_What the task asks:_ Every line of the listing should be transcribed exactly, with nothing left out.

_Recorded data:_
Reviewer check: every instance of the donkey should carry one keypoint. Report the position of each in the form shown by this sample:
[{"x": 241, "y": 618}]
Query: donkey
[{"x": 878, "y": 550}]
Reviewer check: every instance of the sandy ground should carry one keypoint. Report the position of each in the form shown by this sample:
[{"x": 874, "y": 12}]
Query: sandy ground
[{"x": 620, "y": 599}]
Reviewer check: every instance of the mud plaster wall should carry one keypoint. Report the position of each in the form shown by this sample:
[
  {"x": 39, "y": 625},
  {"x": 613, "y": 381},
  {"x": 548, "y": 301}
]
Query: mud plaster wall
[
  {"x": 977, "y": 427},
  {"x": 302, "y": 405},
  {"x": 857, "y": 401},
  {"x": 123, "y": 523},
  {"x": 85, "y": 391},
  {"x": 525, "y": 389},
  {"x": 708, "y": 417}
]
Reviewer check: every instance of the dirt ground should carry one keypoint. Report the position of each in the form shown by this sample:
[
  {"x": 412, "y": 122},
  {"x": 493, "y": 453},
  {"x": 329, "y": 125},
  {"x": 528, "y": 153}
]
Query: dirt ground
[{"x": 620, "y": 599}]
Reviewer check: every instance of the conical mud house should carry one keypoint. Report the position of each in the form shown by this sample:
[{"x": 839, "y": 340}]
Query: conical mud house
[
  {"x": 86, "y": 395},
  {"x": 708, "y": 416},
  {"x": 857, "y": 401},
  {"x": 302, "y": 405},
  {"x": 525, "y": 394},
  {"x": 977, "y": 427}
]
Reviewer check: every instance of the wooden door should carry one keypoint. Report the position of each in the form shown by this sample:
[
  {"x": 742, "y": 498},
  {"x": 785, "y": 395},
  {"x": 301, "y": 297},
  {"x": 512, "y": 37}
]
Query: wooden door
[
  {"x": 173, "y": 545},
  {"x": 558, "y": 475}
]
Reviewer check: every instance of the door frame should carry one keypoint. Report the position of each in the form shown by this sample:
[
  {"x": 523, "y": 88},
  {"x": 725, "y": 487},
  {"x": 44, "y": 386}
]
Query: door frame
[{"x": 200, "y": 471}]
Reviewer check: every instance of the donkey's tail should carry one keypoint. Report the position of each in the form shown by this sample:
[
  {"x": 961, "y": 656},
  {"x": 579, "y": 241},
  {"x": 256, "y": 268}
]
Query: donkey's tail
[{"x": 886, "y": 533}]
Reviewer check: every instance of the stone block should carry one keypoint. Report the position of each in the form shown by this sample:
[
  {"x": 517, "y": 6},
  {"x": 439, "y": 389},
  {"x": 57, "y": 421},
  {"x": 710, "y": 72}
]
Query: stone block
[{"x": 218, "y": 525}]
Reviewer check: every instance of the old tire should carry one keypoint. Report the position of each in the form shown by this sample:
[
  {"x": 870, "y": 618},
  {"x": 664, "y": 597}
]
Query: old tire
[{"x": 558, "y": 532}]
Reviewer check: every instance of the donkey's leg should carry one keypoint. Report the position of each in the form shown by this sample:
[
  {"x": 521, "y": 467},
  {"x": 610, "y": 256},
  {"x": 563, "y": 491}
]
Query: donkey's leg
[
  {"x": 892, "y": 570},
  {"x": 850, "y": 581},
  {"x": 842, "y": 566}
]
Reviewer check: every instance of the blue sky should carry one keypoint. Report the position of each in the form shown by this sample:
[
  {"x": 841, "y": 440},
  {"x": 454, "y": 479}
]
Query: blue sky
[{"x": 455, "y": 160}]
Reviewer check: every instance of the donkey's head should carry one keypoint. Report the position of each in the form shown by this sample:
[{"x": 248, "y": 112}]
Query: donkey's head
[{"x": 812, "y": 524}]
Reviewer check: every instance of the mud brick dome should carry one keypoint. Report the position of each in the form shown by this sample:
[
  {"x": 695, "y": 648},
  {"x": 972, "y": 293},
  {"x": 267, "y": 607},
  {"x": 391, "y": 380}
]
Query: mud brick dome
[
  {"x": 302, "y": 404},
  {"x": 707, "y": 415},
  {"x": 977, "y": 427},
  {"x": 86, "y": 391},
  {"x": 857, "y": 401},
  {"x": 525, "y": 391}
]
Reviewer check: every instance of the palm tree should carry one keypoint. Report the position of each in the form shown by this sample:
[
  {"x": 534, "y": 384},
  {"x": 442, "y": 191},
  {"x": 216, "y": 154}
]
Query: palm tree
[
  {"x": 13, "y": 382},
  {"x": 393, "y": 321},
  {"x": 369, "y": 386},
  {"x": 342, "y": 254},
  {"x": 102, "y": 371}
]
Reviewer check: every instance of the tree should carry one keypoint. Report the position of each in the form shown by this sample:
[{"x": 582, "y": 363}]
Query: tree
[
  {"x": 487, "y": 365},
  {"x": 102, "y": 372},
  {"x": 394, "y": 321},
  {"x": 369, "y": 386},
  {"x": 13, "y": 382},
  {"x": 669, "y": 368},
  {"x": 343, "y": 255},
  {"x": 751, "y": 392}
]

_Expected answer:_
Reviewer check: every instance of the donkey should carry one keypoint. Report the position of each in the form shown by this sample:
[{"x": 241, "y": 618}]
Query: donkey
[{"x": 878, "y": 550}]
Reviewer check: every instance of the sandy ground should carry one keypoint. Report the position of each in the form shown by this sample:
[{"x": 874, "y": 12}]
Query: sandy ground
[{"x": 620, "y": 599}]
Reviewer check: every instance of the mud plaster wall should carry one keypoint. Report the position of each in the form shown by this sample:
[
  {"x": 39, "y": 625},
  {"x": 613, "y": 381},
  {"x": 548, "y": 301}
]
Query: mud plaster wall
[
  {"x": 977, "y": 427},
  {"x": 302, "y": 405},
  {"x": 857, "y": 401},
  {"x": 123, "y": 523},
  {"x": 85, "y": 391},
  {"x": 525, "y": 389},
  {"x": 708, "y": 417}
]
Reviewer check: every instance of the dirt ground should carry one keypoint. Report the position of each in the form shown by this sample:
[
  {"x": 412, "y": 122},
  {"x": 493, "y": 453},
  {"x": 329, "y": 125},
  {"x": 528, "y": 153}
]
Query: dirt ground
[{"x": 620, "y": 599}]
Reviewer check: every instance of the conical mud house should carry one keypoint. Report the position of each in the form shown by this sample:
[{"x": 839, "y": 340}]
Query: conical mud house
[
  {"x": 86, "y": 395},
  {"x": 708, "y": 416},
  {"x": 857, "y": 401},
  {"x": 302, "y": 405},
  {"x": 525, "y": 394},
  {"x": 977, "y": 427}
]
Reviewer check: every instance of the wooden door should carry one keypoint. Report the position of each in the form shown by this sample:
[
  {"x": 742, "y": 498},
  {"x": 785, "y": 395},
  {"x": 301, "y": 297},
  {"x": 512, "y": 37}
]
Query: wooden door
[
  {"x": 173, "y": 545},
  {"x": 558, "y": 475}
]
Reviewer check: every instance of the door frame should carry one keypoint. Report the position of each in the form shown by this sample:
[
  {"x": 523, "y": 88},
  {"x": 725, "y": 487},
  {"x": 44, "y": 386}
]
Query: door frame
[{"x": 200, "y": 471}]
Reviewer check: every instance of the donkey's tail should carry one keypoint. Report the position of each in the form shown by this sample:
[
  {"x": 961, "y": 656},
  {"x": 579, "y": 241},
  {"x": 256, "y": 268}
]
Query: donkey's tail
[{"x": 886, "y": 533}]
Reviewer check: every instance of the stone block should carry one keypoint. Report the position of each in the form shown by this sample:
[
  {"x": 517, "y": 6},
  {"x": 439, "y": 389},
  {"x": 57, "y": 421},
  {"x": 710, "y": 72}
]
Query: stone block
[{"x": 218, "y": 525}]
Reviewer check: every instance of the old tire should carry one keypoint. Report the position of each in the form shown by this sample:
[
  {"x": 870, "y": 618},
  {"x": 664, "y": 597}
]
Query: old tire
[{"x": 558, "y": 532}]
Reviewer check: every instance of the donkey's leg should carry one keypoint. Report the position of each in the form shown by this sample:
[
  {"x": 521, "y": 467},
  {"x": 610, "y": 256},
  {"x": 563, "y": 491}
]
Query: donkey's leg
[
  {"x": 892, "y": 570},
  {"x": 850, "y": 581},
  {"x": 842, "y": 566}
]
Reviewer check: every instance of the blue sky should carry one keypoint. Report the position of each in the form shown by this sample:
[
  {"x": 841, "y": 440},
  {"x": 454, "y": 479}
]
Query: blue sky
[{"x": 455, "y": 160}]
Reviewer check: every instance of the donkey's head should carry one keypoint. Report the position of each in the form shown by this sample:
[{"x": 248, "y": 112}]
Query: donkey's head
[{"x": 812, "y": 524}]
Reviewer check: every instance of the mud brick dome should carry one keypoint. Report the position of each in the form shown by this sample:
[
  {"x": 695, "y": 648},
  {"x": 972, "y": 293},
  {"x": 267, "y": 607},
  {"x": 391, "y": 380}
]
Query: mud brick dome
[
  {"x": 302, "y": 404},
  {"x": 707, "y": 415},
  {"x": 977, "y": 427},
  {"x": 86, "y": 391},
  {"x": 857, "y": 401},
  {"x": 525, "y": 391}
]
Reviewer check: every instance of the palm tree should carry one keypoint. Report the position of each in the form shown by this sample:
[
  {"x": 534, "y": 384},
  {"x": 442, "y": 191},
  {"x": 216, "y": 154}
]
Query: palm tree
[
  {"x": 13, "y": 382},
  {"x": 393, "y": 321},
  {"x": 369, "y": 386},
  {"x": 342, "y": 254},
  {"x": 102, "y": 371}
]
Reviewer check: every instance of the tree should carry one keypoint. Report the position of each in the form shown by this sample:
[{"x": 582, "y": 363}]
Query: tree
[
  {"x": 487, "y": 365},
  {"x": 102, "y": 372},
  {"x": 394, "y": 321},
  {"x": 369, "y": 386},
  {"x": 13, "y": 382},
  {"x": 669, "y": 368},
  {"x": 343, "y": 255},
  {"x": 751, "y": 392}
]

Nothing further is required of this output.